Update the entries below by replacing every "annotate" with "mark" and leaving everything else unchanged.
--- Begin Listed records ---
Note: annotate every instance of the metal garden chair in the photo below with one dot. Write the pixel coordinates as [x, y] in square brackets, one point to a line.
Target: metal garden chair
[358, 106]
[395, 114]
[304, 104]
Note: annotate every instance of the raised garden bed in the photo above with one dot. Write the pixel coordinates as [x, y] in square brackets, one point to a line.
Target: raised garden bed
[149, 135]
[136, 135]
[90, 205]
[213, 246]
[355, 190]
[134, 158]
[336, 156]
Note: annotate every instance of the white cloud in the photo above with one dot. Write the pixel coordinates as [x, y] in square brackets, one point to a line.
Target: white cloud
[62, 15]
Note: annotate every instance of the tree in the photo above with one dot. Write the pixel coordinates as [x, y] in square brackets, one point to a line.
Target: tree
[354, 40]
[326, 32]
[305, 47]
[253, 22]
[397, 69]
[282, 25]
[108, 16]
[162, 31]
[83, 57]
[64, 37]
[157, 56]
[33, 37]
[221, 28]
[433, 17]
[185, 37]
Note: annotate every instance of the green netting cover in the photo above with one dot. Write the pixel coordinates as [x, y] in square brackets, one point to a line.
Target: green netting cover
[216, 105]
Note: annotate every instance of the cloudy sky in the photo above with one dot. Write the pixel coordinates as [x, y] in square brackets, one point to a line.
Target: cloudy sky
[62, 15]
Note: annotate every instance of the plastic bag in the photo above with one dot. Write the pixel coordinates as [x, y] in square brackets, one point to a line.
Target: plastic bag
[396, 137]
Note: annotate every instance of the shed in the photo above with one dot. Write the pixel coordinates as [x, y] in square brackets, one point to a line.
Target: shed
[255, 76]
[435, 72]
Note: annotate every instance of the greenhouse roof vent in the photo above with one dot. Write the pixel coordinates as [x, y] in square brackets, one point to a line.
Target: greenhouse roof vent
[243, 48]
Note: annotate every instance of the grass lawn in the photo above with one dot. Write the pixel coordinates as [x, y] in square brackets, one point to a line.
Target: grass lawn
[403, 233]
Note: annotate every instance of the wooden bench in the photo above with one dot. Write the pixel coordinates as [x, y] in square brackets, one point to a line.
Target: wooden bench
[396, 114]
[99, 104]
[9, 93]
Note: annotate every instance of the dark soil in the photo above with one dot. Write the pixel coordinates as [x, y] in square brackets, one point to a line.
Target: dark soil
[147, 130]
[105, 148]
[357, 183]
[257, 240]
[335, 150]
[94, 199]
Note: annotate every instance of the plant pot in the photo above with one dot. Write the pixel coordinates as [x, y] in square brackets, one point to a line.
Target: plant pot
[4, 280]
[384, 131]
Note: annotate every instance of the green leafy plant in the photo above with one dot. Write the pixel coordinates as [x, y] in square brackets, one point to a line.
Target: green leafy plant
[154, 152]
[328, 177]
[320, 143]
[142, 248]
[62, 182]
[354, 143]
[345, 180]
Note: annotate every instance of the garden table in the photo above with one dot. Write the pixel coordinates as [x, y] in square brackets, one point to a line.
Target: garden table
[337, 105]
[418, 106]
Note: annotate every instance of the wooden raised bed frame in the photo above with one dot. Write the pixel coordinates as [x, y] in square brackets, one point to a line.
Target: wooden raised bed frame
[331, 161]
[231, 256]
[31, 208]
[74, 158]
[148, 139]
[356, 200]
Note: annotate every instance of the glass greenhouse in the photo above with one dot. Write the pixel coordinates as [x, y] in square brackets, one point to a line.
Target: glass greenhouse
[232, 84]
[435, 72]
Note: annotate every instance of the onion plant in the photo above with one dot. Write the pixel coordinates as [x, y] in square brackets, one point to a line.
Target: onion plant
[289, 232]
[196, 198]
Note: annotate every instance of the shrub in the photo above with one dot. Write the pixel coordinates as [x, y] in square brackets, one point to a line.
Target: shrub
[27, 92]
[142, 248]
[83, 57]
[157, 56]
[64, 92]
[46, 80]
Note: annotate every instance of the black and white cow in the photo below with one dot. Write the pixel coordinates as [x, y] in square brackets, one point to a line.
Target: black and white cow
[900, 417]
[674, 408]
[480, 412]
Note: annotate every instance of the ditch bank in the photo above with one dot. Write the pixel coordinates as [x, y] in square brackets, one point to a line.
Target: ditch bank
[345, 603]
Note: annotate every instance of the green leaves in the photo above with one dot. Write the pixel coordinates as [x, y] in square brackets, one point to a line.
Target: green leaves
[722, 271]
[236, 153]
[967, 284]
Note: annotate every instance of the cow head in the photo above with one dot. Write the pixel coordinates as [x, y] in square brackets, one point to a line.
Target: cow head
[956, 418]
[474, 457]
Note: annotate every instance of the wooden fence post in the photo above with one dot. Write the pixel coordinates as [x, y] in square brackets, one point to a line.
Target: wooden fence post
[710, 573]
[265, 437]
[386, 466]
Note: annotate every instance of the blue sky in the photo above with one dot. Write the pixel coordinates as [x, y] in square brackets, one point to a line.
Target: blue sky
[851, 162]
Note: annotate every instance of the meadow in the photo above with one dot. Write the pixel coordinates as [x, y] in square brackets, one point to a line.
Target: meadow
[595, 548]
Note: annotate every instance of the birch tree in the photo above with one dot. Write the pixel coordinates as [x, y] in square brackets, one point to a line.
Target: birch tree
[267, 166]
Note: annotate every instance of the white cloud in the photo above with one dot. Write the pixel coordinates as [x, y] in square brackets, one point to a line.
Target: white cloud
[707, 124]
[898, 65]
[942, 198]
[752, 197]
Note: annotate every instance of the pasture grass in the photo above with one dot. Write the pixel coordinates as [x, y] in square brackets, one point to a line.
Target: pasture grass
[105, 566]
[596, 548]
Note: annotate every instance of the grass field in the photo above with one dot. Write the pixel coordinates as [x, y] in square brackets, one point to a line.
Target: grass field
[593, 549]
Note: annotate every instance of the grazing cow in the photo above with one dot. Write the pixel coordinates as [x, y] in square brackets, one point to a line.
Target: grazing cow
--- End Listed records ---
* **Result for this task**:
Note: mark every instance of the metal garden chair in the photo below with one dot. Write the pixel coordinates as [x, y] in square brackets, one point to a line.
Target: metal garden chair
[358, 106]
[395, 114]
[304, 104]
Note: mark every instance of the raised garden bed in the photo above with one dot. Write the pixel coordinates as [x, y] in square brackets, one point to a line.
Target: raised garden bed
[149, 135]
[136, 135]
[90, 205]
[213, 246]
[355, 190]
[134, 158]
[336, 156]
Note: mark every instance of the white cloud in the photo above with one dot. Write the pixel coordinates as [x, y] in square brackets, one point to a line.
Target: white cloud
[62, 15]
Note: mark every instance of the tree in the photo above with one dot. Write the pixel coordinates as [x, y] in square brackets, one point to a line.
Target: tree
[354, 40]
[326, 32]
[305, 47]
[253, 22]
[397, 69]
[282, 25]
[108, 16]
[162, 31]
[83, 57]
[64, 37]
[157, 56]
[33, 37]
[221, 28]
[433, 17]
[185, 37]
Note: mark every instance of the green netting cover in the photo above with one dot. Write the pixel coordinates as [x, y] in square brackets, one point to a line.
Target: green netting cover
[216, 105]
Note: mark every instance of the cloudy sky in the photo above with one dot. Write the pixel coordinates as [x, y] in square brackets, one point to a line.
Target: cloudy sky
[62, 15]
Note: mark every instance of the plastic bag in the photo above with one dot. Write the pixel coordinates as [x, y] in square brackets, one point to a line.
Target: plastic bag
[396, 137]
Note: mark every instance of the shed in the photo above with one dot. Write the pixel coordinates as [x, y] in square brackets, one point to a line.
Target: shed
[255, 76]
[435, 72]
Note: mark every instance of the greenhouse roof vent in the photo above with one dot. Write the pixel coordinates as [x, y] in square brackets, one point to a line.
Target: greenhouse roof vent
[243, 48]
Note: mark every instance of the grass lawn in the photo above with one dot. Write the pixel coordinates as [x, y] in square brackets, one point to a line.
Target: grass lawn
[403, 233]
Note: mark every instance of the wooden bench in the photo above with one dot. Write the pixel coordinates as [x, y] in square brackets, one point to a line.
Target: wooden bench
[396, 114]
[99, 104]
[9, 93]
Note: mark every instance of the dark soil in the photo above with one dot. Write the pixel coordinates as [x, y] in square brackets, one point to a line.
Target: dark soil
[147, 130]
[105, 148]
[357, 183]
[257, 240]
[335, 150]
[94, 199]
Note: mark every instance of the plant pot in the photo above with one dot. Write the pixel coordinates as [x, y] in square brackets, one point to a line.
Target: plant pot
[4, 280]
[384, 131]
Note: mark every instance of the green leafy plant in the photo above with one dot. Write the pixel coordinates as [x, y] in square brackets, one point to a line.
Target: green leafy plant
[154, 152]
[328, 177]
[320, 143]
[142, 248]
[62, 182]
[354, 143]
[345, 180]
Note: mark every instance of the garden table in the photo above with one dot. Write the pixel coordinates as [x, y] in square brackets, one point to a line.
Target: garden table
[337, 105]
[418, 106]
Note: mark every instance of the wooden raised bed frame in the photo above with one dot. Write the pixel coordinates as [x, y] in square brackets, one point to a line.
Target: wooden raised bed frame
[331, 161]
[231, 256]
[31, 208]
[74, 158]
[148, 139]
[356, 200]
Note: mark every instance of the glass greenhouse in the photo above with one dot. Write the pixel coordinates as [x, y] in square brackets, one point to a line.
Target: glass greenhouse
[232, 84]
[435, 72]
Note: mark every instance of the onion plant in the photo above with one dot. Write the pixel coordinates as [x, y] in square brackets, one point to a line.
Target: onion plant
[289, 232]
[196, 198]
Note: mark every instance of the shrub in the photo above with one dot. Write the pixel coordinates as [x, y] in square brackets, one point to a line.
Target: shrub
[27, 92]
[142, 248]
[83, 57]
[157, 56]
[64, 92]
[46, 80]
Note: mark every instance of the black and white cow in the photo below with one dot. Write the pixel coordinates as [x, y] in square brackets, one point to a line.
Target: black and white cow
[900, 417]
[674, 408]
[480, 412]
Note: mark every instance of the ditch bank in the photo above with one dot. Write the pixel coordinates as [x, y] in square brackets, one point to a line.
Target: ditch bank
[345, 603]
Note: mark every instance of the green leaves in the photo above with one dot. Write the pixel coordinates as [x, y] in square brackets, one point to a line.
Target: green leaves
[722, 271]
[236, 153]
[967, 284]
Note: mark every instance of the cow head in the photo above with one dot. Write the pixel coordinates as [x, y] in square brackets, one point to a line.
Target: cow head
[956, 418]
[474, 457]
Note: mark every instance of the wooden fence post in the photo above with one dot. Write the pixel coordinates as [x, y] in square brackets, one point to a line.
Target: wooden fence post
[710, 573]
[265, 437]
[386, 466]
Note: mark every instance of the blue sky in the photo above with one dot. Write the pixel coordinates as [x, y] in square brackets, one point to a line.
Target: blue sky
[851, 162]
Note: mark every instance of the meadow in the photo above with one dot. Write the pixel coordinates as [x, y] in square brackets, one point to a line.
Target: meadow
[595, 548]
Note: mark every instance of the birch tree in the photo above with one dot. Write the pixel coordinates as [x, y] in square brackets, one point to a line.
Target: birch tree
[267, 166]
Note: mark every instance of the white cloud in the photo above with one dot. Write the pixel coordinates as [x, y] in square brackets, one point to a line.
Target: white cloud
[707, 124]
[898, 65]
[942, 198]
[752, 197]
Note: mark every instance of the pasture grass in the photo above with one dot. Write the pixel coordinates as [x, y] in square brackets, one point to a line.
Target: pasture grass
[105, 566]
[596, 548]
Note: mark every instance of the grass field in the photo above with one dot. Write the pixel coordinates as [x, y] in square brackets, one point to a line.
Target: grass field
[593, 549]
Note: mark every instance of the grazing cow in the photo above with one dot. Write the pixel coordinates as [x, y] in square brackets, one point to a line.
Target: grazing cow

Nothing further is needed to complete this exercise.